■ WORK INSTRUCTIONS
#1 Reproduce word for word the part of the PLA nanocomposite text starting at "The Newtonian region" and ending at "in Table 2.".
#2 Answer these questions from the PLA nanocomposite text:
(a) What pseudo-plasticity index is given for the PLA nanocomposite samples incorporating SFD-CNC?
(b) According to the TEM micrographs, where are the C30B layers and the SFD-MMT layers located relative to the PBSA droplets?
(c) For PLA at low frequencies, storage modulus was proportional to what?
#3 Continue the PLA nanocomposite text after its final sentence.

■ DOCUMENT TEXT
= Beginning of Section =

The effect of spray freeze-dried cellulose nanocrystals (SFD-CNC) and montmorillonite (SFD-MMT) on the rheological properties of PLA nanocomposites and their corresponding blends with poly[(butylene succinate)-co-adipate] was investigated by performing small amplitude oscillatory shear measurements. Figure 4a shows the variation of complex viscosity as a function of frequency for PLA, chain-extended PLA (CPLA) and its corresponding nanocomposites with different nanoparticles.
The Newtonian region at low shear rates and the pronounced shear thinning were observed for these samples; the second Newtonian region cannot be observed. The Carreau–Yasuda model (1) was fit quite well to the experimental data. The calculated zero-shear viscosity and pseudo-plasticity index values are presented in Table 2.
η ( γ ˙ ) = η + ( η o η ) [ 1 + ( γ ˙ λ ) a ] n 1 a ,
All PLA nanocomposites had higher zero-shear viscosities and more pronounced shear thinning behavior when compared to the PLA and chain extended PLA (CPLA). Among the PLA nanocomposites, pseudo-plasticity was more pronounced for the samples incorporating SFD-CNC (pseudo-plasticity index of 0.65).
The use of Cloisite 30B (C30B) is more effective than chemically unmodified spray freeze-dried nanoparticles (SFD-CNC and SFD-MMT) in changing the rheological properties of CPLA-PBSA ternary nanocomposites (Figure 4b) which is opposite to the trend observed for the PLA nanocomposites. This may be explained by the localization of the nanoparticles in CPLA-PBSA ternary nanocomposites caused by surface energy factors. These factors cause the modified montmorillonite platelets of C30B to be located at the phase interface in C30B-CPLA-PBSA ternary nanocomposite. TEM micrographs support this prediction and show that the PBSA droplets are surrounded by C30B layers while the SFD-MMT layers are located inside the PBSA droplets (Figure 5). Consequently, the local concentration of the chain extender in the PLA phase of C30B-CPLA-PBSA would be more than that of SFD-CNC-CPLA-PBSA and SFD-MMT-CPLA-PBSA due to the barrier effect of clay layers [36]. More details regarding the selective localization of the nanoparticles, their surface energies and wetting coefficients in the ternary systems could be found in previous publications [6,24,36,37,38].
Storage modulus as a function of angular frequency, ω, also provides insight about the morphological features of the materials and their rheological response. As seen in Figure 6a, Storage modulus was proportional to ω2 at low frequencies for PLA, which is the typical behavior for linear polymers. Chain extension reaction caused a slight deviation from terminal behavior for CPLA. Higher storage modulus and smaller slope were observed in the low frequency region by incorporation of nanoparticles, as compared to PLA and CPLA. Higher elasticity in the low frequency region and lower slope in the terminal zone were found for the PLA nanocomposites prepared based on spray freeze-dried nanoparticles as compared to the chemically modified MMT (C30B). The deviation from the terminal zone behavior was more pronounced for SFD-MMT-CPLA due to the improved dispersion of SFD-MMT nanoparticles which contributes to higher reinforcement of the PLA matrix.

= End of Section =

■ DATASET EXTRACT

= Beginning of Section =

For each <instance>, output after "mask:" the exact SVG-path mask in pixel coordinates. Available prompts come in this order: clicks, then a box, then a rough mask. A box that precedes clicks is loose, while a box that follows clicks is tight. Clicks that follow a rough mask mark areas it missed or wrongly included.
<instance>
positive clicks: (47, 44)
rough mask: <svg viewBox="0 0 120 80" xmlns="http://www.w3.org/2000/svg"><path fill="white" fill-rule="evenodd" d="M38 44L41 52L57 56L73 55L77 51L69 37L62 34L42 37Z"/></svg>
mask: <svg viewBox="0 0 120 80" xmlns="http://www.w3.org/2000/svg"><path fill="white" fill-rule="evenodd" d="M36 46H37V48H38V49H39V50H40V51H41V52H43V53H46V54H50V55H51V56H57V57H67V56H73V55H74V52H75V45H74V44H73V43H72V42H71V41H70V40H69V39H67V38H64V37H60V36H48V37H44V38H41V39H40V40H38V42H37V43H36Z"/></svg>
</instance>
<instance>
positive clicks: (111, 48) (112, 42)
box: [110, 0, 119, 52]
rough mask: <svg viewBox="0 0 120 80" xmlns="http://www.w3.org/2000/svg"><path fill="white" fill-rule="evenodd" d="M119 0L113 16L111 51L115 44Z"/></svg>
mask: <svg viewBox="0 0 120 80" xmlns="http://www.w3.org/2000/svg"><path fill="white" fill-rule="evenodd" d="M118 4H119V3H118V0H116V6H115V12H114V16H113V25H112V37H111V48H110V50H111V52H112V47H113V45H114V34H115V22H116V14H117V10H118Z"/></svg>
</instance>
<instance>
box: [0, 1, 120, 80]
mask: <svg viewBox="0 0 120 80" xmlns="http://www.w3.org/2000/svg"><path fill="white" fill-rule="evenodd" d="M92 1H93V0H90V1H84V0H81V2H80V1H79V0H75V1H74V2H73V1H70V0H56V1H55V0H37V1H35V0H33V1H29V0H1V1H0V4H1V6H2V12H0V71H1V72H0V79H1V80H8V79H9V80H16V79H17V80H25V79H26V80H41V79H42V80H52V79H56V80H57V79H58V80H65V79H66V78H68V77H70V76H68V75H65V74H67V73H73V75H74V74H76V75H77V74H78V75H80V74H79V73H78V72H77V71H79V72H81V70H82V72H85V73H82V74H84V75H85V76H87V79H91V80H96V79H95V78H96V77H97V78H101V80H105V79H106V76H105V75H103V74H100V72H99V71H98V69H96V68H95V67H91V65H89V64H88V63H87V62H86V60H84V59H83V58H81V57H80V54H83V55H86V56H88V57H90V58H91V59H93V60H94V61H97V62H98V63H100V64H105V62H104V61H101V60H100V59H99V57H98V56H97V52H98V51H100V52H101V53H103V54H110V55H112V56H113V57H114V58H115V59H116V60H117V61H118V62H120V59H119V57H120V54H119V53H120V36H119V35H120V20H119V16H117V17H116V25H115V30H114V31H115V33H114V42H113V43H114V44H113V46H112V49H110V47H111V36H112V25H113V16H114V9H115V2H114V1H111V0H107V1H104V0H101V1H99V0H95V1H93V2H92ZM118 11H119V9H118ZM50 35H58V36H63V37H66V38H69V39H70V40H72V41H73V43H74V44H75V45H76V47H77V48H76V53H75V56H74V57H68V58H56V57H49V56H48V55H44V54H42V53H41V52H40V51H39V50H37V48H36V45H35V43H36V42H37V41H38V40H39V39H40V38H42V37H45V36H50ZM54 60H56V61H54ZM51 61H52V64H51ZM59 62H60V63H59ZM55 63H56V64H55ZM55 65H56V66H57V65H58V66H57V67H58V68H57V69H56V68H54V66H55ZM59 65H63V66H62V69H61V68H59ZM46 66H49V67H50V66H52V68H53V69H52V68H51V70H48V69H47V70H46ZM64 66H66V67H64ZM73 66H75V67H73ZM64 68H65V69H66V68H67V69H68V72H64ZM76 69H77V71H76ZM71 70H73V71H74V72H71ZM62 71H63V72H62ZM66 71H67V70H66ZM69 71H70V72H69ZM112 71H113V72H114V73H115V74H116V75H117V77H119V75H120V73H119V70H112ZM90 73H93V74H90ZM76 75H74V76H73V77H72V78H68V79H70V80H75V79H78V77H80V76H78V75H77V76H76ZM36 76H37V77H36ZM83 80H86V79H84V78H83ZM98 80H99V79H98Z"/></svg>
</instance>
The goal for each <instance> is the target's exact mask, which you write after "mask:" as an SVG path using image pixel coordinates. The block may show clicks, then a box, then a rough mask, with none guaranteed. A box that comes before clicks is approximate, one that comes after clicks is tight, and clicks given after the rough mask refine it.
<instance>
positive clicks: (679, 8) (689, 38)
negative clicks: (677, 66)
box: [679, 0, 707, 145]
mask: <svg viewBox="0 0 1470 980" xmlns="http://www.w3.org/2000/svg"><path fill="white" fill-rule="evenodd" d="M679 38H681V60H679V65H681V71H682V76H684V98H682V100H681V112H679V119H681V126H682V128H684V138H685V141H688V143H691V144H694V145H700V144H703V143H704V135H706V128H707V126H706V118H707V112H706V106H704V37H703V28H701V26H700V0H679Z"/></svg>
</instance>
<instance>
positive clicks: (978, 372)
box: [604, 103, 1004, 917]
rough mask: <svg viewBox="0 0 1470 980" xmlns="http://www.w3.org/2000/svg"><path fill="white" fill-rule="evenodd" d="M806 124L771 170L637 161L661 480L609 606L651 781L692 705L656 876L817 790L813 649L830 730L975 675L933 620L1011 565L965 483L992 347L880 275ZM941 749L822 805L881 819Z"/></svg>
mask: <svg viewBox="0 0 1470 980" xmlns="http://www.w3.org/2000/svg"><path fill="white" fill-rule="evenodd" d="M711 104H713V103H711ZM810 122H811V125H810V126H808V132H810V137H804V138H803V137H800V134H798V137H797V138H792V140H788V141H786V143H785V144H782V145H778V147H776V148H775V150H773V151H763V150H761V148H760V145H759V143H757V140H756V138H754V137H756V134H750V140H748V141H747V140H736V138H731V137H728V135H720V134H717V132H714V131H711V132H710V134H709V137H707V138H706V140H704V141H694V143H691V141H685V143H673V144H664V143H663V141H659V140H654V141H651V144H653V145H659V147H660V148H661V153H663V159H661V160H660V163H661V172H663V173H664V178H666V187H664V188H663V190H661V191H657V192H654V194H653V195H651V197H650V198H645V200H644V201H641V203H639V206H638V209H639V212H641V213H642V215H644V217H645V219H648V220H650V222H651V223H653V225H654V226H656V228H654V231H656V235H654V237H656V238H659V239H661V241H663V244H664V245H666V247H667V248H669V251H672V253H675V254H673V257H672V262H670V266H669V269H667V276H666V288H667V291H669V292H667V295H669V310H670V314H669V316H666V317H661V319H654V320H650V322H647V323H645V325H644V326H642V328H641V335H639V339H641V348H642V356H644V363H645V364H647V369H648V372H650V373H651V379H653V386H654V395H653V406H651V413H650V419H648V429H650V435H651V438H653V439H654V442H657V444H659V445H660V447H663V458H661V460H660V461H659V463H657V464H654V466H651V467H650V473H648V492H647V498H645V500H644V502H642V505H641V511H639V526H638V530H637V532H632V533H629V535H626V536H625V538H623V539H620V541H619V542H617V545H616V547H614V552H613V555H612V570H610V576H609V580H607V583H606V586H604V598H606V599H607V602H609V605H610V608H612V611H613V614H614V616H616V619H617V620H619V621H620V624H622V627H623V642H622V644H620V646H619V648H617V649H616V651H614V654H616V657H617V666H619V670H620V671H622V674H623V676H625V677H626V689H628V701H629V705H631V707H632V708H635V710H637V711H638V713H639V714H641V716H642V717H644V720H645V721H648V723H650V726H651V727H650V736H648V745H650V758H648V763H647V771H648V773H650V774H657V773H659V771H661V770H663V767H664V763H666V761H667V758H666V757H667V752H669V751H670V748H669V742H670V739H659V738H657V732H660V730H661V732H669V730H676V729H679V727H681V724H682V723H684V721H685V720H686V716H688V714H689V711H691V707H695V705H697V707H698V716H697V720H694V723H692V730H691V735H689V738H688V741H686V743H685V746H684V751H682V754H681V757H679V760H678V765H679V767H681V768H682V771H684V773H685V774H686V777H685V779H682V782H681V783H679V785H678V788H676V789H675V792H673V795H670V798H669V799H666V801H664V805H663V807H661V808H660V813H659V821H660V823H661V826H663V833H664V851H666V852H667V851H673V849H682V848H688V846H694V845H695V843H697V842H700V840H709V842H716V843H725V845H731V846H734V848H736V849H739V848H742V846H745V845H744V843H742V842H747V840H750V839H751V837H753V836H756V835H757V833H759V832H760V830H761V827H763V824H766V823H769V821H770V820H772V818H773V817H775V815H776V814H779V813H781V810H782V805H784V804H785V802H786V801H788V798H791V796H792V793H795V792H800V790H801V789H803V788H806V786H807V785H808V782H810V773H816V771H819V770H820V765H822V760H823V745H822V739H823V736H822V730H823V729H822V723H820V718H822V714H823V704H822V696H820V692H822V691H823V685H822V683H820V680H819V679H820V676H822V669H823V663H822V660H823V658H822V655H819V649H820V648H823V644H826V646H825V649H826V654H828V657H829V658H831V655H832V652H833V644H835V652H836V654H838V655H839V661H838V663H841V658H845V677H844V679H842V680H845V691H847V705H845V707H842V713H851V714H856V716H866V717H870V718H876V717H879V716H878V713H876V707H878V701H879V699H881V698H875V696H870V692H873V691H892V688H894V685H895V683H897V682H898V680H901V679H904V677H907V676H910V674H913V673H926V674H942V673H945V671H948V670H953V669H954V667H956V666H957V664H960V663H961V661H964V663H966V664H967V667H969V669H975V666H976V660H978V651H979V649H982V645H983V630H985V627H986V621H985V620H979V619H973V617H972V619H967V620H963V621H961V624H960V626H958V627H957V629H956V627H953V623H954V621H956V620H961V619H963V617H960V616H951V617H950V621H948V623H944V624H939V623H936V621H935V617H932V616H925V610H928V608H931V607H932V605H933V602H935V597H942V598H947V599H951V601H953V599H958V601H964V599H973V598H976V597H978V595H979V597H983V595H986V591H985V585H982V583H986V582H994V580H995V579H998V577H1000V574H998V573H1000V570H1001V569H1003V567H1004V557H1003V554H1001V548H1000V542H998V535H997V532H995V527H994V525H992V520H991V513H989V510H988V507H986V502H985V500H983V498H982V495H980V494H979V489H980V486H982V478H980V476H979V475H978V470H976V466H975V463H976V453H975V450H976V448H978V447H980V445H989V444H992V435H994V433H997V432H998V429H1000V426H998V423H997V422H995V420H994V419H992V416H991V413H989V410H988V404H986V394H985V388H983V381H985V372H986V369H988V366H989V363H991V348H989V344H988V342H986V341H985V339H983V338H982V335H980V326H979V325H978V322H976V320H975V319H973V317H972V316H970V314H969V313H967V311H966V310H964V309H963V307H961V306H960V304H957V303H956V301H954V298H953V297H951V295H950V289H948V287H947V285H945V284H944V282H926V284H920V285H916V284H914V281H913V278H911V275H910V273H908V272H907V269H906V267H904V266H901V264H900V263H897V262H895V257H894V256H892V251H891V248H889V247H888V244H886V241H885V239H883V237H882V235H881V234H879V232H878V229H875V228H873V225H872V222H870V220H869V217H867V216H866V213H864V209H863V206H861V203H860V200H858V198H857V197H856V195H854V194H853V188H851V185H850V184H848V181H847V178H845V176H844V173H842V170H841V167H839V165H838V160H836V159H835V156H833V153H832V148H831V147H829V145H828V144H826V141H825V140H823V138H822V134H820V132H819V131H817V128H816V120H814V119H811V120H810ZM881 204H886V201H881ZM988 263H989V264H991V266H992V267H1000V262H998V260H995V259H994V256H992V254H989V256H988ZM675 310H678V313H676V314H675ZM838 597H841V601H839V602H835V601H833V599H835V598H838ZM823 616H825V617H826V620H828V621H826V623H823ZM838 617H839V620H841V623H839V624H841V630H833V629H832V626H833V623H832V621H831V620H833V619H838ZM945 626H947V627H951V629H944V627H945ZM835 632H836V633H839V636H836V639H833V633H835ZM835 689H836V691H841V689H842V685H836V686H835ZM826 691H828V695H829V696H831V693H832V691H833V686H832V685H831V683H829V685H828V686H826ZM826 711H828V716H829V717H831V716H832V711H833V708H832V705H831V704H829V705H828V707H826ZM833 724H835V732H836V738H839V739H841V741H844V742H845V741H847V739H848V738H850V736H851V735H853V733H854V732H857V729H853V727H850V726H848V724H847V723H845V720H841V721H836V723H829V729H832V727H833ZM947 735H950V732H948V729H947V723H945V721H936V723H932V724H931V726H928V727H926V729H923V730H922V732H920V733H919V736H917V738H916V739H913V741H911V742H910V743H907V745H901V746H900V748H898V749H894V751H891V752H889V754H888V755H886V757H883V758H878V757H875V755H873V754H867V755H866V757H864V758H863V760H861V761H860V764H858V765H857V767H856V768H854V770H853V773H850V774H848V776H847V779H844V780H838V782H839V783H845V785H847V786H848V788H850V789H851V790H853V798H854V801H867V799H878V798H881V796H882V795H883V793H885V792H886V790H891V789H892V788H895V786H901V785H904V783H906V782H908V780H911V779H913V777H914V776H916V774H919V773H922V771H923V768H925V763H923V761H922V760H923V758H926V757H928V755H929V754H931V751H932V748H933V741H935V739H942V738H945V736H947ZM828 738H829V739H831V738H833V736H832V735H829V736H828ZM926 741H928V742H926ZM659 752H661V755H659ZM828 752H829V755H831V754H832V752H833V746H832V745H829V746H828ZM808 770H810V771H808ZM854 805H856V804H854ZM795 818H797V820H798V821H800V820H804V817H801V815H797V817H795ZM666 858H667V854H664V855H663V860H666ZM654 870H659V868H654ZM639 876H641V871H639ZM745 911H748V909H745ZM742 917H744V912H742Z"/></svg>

= End of Section =

■ RESPONSES TO THE EXERCISE
#1
The Newtonian region at low shear rates and the pronounced shear thinning were observed for these samples; the second Newtonian region cannot be observed. The Carreau–Yasuda model (1) was fit quite well to the experimental data. The calculated zero-shear viscosity and pseudo-plasticity index values are presented in Table 2.

#2
(a) 0.65
(b) The C30B layers surround the PBSA droplets, and the SFD-MMT layers are inside the PBSA droplets.
(c) ω²

#3
The stiffness of C30B is about 3 times that of CNC [39]. However, elastic properties of SFD-CNC-CPLA were slightly higher than those of C30B-CPLA, as a result of the enhanced dispersion of the highly porous CNC particles and their interactions with the polymer.
The storage modulus of C30B-CPLA-PBSA ternary nanocomposite was higher than those of CPLA-PBSA ternary nanocomposites prepared based on spray freeze-dried nanoparticles because of the higher extent of chain extension reaction. The barrier role of C30B layers that controls the local concentration of chain extender in the PLA phase and its effect on the extent of chain extension reaction was discussed in detail in a previous study [36].
Furthermore, The Cole–Cole plot (Figure 6b) and modified Cole–Cole plot (Figure 6c) were used to indicate the differences in the dispersion levels of nanoparticles in PLA nanocomposites and microstructure of the PLA-PBSA ternary nanocomposites. A concave Cole–Cole curve close to a semicircle, which is a typical curve for linear polymers, was observed for PLA and CPLA. The extent of the deviation from the semicircular shape was more obvious for nanocomposites prepared based on sonicated spray freeze-dried nanoparticles than for PLA and CPLA and C30B-CPLA due to the better dispersion of the SFD particles as indicated above.
The rheological responses of the CPLA-PBSA ternary nanocomposites were quite different. The characteristic of the Cole–Cole plot for homogeneous polymeric blends is the existence of only one circular arc. After the phase temperature transition of a system, a tail develops and forms a second arc on the right-hand side of the first arc [40]. The morphological studies agree with these results and they suggest that the droplet-matrix morphology is applicable to all the prepared CPLA-PBSA ternary nanocomposites as seen in Figure 7. The ternary blend based on C30B showed significant elasticity as compared to the ternary nanocomposites containing spray freeze-dried nanoparticles. However, the effectiveness of the highly porous nanoparticles in raising the elasticity of PLA nanocomposites is higher than that of C30B (Figure 6).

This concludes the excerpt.